**What the task requires**
How many lines below include the string "chimney"? State the number alone.

● ● ●

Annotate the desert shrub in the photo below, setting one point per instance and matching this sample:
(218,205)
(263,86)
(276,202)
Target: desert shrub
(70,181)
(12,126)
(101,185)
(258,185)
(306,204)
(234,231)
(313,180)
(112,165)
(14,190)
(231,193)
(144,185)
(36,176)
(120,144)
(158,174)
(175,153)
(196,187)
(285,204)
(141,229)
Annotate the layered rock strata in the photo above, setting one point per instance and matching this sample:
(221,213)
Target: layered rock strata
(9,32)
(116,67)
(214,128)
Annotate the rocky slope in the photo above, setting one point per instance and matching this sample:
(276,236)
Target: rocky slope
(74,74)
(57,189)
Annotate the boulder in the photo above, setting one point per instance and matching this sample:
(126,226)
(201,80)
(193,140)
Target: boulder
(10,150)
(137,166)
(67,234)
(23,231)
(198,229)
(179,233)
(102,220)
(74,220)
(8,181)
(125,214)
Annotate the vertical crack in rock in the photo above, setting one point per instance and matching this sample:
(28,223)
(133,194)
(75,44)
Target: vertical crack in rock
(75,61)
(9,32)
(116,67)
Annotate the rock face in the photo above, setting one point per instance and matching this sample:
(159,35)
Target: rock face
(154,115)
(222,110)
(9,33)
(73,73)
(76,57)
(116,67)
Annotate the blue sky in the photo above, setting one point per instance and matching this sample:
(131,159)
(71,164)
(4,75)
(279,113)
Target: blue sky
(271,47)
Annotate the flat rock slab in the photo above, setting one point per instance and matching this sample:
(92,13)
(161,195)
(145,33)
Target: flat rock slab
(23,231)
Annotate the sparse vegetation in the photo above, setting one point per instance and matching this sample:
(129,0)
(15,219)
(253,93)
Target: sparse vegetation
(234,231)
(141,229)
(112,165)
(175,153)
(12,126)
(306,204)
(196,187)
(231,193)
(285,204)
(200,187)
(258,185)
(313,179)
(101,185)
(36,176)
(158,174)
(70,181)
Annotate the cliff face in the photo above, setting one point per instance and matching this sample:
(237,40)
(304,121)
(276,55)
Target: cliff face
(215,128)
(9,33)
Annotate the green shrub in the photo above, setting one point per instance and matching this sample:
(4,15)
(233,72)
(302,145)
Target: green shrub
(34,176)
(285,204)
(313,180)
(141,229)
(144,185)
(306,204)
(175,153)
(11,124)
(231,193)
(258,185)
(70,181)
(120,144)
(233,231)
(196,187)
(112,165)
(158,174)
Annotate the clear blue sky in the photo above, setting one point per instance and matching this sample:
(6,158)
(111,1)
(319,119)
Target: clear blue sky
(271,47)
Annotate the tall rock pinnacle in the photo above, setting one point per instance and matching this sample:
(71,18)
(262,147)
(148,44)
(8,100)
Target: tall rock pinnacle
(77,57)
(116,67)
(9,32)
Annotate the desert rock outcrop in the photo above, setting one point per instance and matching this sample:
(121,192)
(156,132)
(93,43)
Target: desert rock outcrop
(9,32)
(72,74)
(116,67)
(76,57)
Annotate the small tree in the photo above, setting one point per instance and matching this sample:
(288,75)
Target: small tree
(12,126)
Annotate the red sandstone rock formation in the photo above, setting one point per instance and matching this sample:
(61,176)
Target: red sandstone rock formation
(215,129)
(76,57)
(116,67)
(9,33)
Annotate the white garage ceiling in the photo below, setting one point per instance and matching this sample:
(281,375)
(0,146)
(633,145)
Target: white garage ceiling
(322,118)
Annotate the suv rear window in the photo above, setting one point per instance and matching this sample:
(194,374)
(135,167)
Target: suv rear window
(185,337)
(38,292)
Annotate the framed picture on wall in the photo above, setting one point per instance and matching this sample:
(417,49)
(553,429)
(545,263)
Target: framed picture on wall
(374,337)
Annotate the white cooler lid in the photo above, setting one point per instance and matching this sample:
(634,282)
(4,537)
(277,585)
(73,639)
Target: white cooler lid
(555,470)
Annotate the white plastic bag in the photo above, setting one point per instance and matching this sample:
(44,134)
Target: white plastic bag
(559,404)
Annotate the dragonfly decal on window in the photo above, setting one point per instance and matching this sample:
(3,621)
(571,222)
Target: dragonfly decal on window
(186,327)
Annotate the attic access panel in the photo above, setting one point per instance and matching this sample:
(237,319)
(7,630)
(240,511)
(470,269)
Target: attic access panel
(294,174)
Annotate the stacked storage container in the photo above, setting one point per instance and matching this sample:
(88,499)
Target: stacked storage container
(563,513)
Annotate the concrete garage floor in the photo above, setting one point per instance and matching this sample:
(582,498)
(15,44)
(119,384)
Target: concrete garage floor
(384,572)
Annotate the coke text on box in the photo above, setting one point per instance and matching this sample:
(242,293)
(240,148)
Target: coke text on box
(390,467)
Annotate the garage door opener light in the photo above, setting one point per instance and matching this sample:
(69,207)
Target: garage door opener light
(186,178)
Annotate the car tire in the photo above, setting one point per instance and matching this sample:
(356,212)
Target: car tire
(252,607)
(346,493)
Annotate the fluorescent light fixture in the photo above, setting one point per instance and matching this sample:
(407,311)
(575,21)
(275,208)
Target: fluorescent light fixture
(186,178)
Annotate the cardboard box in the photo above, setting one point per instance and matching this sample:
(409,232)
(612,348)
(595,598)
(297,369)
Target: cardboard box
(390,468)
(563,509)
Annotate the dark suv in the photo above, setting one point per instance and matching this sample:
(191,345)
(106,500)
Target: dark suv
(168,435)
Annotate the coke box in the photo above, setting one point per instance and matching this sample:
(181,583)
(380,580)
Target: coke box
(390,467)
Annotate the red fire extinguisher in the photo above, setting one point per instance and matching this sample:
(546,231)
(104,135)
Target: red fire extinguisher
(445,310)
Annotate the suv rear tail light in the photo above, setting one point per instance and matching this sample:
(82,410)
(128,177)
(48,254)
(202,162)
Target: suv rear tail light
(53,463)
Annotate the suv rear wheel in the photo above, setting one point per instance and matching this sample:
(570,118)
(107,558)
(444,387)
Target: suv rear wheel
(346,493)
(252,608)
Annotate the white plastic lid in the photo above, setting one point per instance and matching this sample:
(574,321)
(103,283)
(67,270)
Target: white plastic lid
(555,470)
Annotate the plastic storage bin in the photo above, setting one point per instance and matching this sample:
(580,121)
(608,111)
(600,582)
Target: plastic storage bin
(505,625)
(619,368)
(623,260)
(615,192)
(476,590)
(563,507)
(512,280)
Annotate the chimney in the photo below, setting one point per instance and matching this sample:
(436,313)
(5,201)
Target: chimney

● ● ●

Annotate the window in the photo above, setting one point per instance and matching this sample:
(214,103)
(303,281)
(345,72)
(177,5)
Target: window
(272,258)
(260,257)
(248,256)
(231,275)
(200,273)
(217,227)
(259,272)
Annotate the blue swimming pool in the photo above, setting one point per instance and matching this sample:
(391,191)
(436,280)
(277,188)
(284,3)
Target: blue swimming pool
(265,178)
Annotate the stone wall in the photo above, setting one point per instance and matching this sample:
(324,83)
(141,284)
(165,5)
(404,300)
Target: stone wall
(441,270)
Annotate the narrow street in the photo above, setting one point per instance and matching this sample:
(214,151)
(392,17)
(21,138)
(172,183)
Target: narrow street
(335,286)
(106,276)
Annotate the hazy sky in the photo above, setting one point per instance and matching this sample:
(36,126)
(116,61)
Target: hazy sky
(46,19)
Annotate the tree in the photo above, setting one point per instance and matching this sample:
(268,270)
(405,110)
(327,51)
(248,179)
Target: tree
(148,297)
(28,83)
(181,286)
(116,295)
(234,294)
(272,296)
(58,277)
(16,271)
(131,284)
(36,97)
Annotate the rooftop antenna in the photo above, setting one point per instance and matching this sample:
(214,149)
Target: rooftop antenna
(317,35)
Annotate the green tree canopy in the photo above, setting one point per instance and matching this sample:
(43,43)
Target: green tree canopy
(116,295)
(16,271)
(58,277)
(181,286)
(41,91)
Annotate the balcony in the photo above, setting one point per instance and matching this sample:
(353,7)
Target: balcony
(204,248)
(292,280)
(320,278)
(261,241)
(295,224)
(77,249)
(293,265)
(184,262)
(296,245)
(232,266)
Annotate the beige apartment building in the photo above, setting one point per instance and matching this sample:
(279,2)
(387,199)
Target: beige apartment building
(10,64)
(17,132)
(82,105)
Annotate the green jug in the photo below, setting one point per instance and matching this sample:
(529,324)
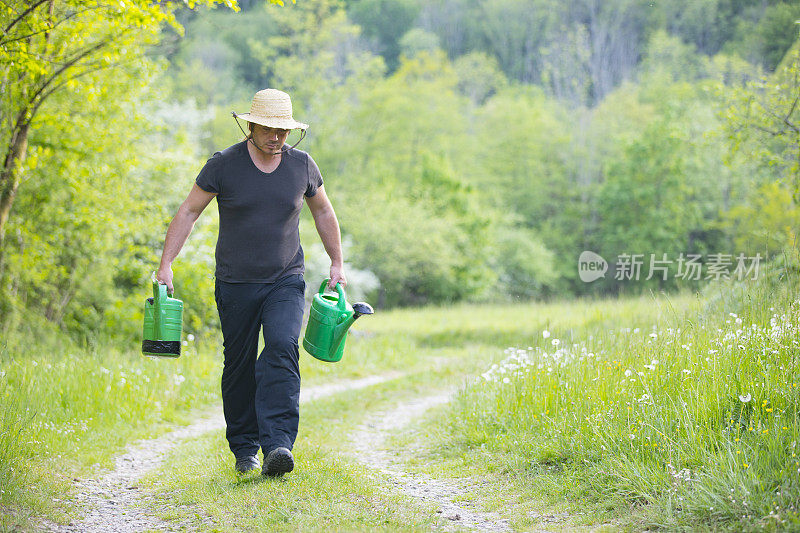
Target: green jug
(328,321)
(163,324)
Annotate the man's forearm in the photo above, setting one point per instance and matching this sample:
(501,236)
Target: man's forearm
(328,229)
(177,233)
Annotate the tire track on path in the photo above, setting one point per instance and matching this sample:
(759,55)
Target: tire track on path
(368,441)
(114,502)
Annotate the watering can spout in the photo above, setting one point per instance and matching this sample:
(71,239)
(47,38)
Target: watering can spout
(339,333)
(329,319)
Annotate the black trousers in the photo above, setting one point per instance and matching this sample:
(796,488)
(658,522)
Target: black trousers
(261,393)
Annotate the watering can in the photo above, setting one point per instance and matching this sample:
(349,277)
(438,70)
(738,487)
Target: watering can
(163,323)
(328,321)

● ● ●

**Result**
2